--- START ---

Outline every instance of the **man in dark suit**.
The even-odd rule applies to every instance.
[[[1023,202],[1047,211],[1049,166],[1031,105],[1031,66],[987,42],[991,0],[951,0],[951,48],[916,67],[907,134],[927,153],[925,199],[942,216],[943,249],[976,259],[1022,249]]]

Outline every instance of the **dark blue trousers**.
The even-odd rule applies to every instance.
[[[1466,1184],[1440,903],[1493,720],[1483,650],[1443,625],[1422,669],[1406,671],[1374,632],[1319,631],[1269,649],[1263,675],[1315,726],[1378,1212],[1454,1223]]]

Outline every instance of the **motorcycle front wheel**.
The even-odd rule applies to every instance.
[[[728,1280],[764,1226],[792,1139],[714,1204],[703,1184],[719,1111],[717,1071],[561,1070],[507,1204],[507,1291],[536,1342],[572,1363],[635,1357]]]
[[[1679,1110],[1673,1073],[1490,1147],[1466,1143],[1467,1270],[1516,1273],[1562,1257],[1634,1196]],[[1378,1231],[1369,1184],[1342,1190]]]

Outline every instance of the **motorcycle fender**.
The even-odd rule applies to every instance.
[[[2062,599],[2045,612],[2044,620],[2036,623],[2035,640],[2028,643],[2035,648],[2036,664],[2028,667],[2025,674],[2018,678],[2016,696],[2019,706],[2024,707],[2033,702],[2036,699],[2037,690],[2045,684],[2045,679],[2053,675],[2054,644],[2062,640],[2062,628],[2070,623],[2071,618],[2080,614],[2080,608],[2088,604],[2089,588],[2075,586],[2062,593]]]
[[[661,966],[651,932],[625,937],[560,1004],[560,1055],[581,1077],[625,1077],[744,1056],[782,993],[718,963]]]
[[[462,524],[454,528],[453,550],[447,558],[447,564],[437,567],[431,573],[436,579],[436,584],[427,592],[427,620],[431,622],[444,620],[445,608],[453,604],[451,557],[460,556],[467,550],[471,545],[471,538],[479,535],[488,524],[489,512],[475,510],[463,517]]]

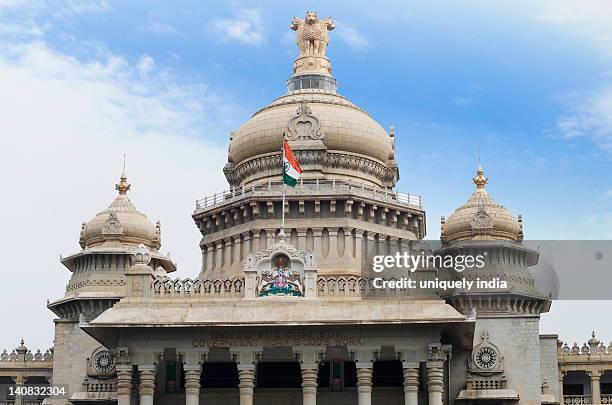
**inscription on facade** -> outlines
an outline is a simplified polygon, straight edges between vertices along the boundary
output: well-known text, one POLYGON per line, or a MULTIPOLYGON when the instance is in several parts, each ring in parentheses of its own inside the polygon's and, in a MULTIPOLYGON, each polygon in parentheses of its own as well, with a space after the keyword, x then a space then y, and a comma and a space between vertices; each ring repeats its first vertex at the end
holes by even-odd
POLYGON ((214 332, 192 341, 193 347, 362 346, 361 333, 342 331, 214 332))

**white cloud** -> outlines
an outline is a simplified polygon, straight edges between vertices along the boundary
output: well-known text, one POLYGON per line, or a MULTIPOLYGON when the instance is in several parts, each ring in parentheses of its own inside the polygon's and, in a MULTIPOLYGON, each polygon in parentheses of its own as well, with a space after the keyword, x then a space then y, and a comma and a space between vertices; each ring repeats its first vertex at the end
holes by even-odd
POLYGON ((336 26, 336 36, 351 49, 355 51, 364 51, 370 45, 368 39, 356 29, 340 21, 336 22, 336 26))
POLYGON ((570 110, 557 121, 561 135, 586 137, 612 156, 612 88, 574 97, 570 110))
POLYGON ((457 107, 469 107, 474 104, 474 100, 467 97, 455 96, 453 97, 453 104, 457 107))
POLYGON ((225 40, 236 40, 247 45, 261 45, 265 41, 265 27, 259 11, 239 9, 234 18, 218 18, 211 28, 225 40))
POLYGON ((148 77, 149 72, 155 67, 155 60, 149 55, 142 55, 138 62, 138 73, 140 77, 148 77))
POLYGON ((172 252, 180 276, 198 274, 194 201, 226 188, 226 145, 201 135, 225 126, 232 107, 204 86, 157 75, 159 67, 142 77, 140 65, 112 54, 83 60, 40 41, 0 42, 3 302, 19 308, 0 346, 22 336, 30 347, 51 345, 45 301, 61 297, 70 277, 59 254, 79 249, 81 222, 114 198, 123 153, 130 197, 161 219, 162 251, 172 252))
POLYGON ((143 25, 141 29, 143 31, 154 32, 157 34, 174 34, 178 32, 174 26, 157 20, 147 21, 147 23, 143 25))
POLYGON ((539 21, 558 25, 612 56, 612 4, 609 0, 530 2, 539 21))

--- END ---

Leave the images out and output the remaining material exactly as it stands.

- SOLUTION TO THE EXERCISE -
Outline every instance of the **man in dark suit**.
The even-odd rule applies to every instance.
[[[1023,202],[1047,211],[1049,166],[1031,105],[1031,66],[987,42],[991,0],[951,0],[951,48],[916,67],[907,134],[927,153],[925,199],[942,216],[943,249],[976,259],[1022,249]]]

Outline every instance of the **dark blue trousers**.
The even-odd rule applies to every instance.
[[[1466,1184],[1440,903],[1493,720],[1483,650],[1443,625],[1422,669],[1406,671],[1374,632],[1319,631],[1269,649],[1263,675],[1315,726],[1378,1212],[1454,1223]]]

Outline every instance of the **motorcycle front wheel**.
The even-odd rule applies to every instance.
[[[728,1280],[764,1226],[792,1139],[714,1204],[703,1184],[719,1111],[717,1071],[561,1070],[507,1204],[507,1291],[536,1342],[572,1363],[635,1357]]]
[[[1679,1110],[1673,1073],[1490,1147],[1466,1143],[1467,1270],[1516,1273],[1562,1257],[1634,1196]],[[1378,1231],[1369,1184],[1342,1190]]]

Outline every instance of the **motorcycle fender**.
The even-odd rule applies to every instance.
[[[2062,599],[2045,612],[2044,620],[2036,623],[2035,640],[2028,643],[2035,648],[2036,664],[2028,667],[2025,674],[2018,678],[2016,696],[2019,706],[2024,707],[2033,702],[2036,699],[2037,690],[2045,684],[2045,679],[2053,675],[2054,644],[2062,640],[2062,628],[2070,623],[2071,618],[2080,614],[2080,608],[2088,604],[2089,588],[2075,586],[2062,593]]]
[[[661,966],[651,932],[625,937],[560,1004],[560,1055],[581,1077],[625,1077],[744,1056],[782,993],[718,963]]]
[[[462,524],[454,528],[453,550],[447,558],[447,564],[437,567],[431,573],[436,579],[436,584],[427,592],[427,620],[431,622],[444,620],[445,608],[453,604],[451,557],[460,556],[467,550],[471,545],[471,538],[479,535],[488,524],[489,512],[475,510],[463,517]]]

**inscription on facade** -> outlines
an outline is a simplified polygon, straight edges between vertices along the boundary
output: well-known text, one POLYGON per line, or a MULTIPOLYGON when the instance is in several parts, each ring in parentheses of its own inside the polygon's and, in a MULTIPOLYGON, each polygon in parentheses of its own as well, with a space after the keyword, x then a space then y, and a comma and a space between vertices; each ring repeats its first vertex at the end
holes by even-odd
POLYGON ((214 332, 192 341, 193 347, 362 346, 361 333, 342 331, 214 332))

**white cloud** -> outlines
an outline is a simplified polygon, straight edges between vertices along the boundary
output: well-known text, one POLYGON per line, or a MULTIPOLYGON when the instance is in several parts, each ring in parentheses of its own inside the polygon's and, in a MULTIPOLYGON, each polygon in parentheses of its own as well, with a space after the keyword, x then a space then y, and a comma and a space between vertices; each ring repeats its first vertex at the end
holes by even-odd
POLYGON ((336 26, 336 36, 351 49, 355 51, 364 51, 370 45, 368 39, 356 29, 340 21, 336 22, 336 26))
POLYGON ((570 110, 557 121, 561 135, 586 137, 612 156, 612 88, 574 97, 570 110))
POLYGON ((457 107, 469 107, 474 104, 474 100, 467 97, 455 96, 453 97, 453 104, 457 107))
POLYGON ((225 40, 236 40, 247 45, 261 45, 265 41, 265 27, 259 11, 239 9, 234 18, 218 18, 211 28, 225 40))
POLYGON ((148 77, 149 72, 155 67, 155 60, 149 55, 142 55, 138 62, 138 73, 140 77, 148 77))
POLYGON ((172 252, 180 276, 198 274, 194 201, 226 188, 226 145, 201 135, 225 126, 232 107, 204 86, 157 75, 159 67, 142 77, 140 65, 112 54, 83 60, 40 41, 0 42, 3 302, 19 308, 0 346, 22 336, 30 347, 51 345, 45 301, 61 297, 70 277, 59 254, 79 249, 81 222, 114 198, 123 153, 130 197, 161 219, 162 251, 172 252))
POLYGON ((143 25, 141 29, 143 31, 154 32, 157 34, 174 34, 178 32, 174 26, 157 20, 147 21, 147 23, 143 25))
POLYGON ((539 21, 558 25, 612 56, 612 4, 609 0, 530 2, 539 21))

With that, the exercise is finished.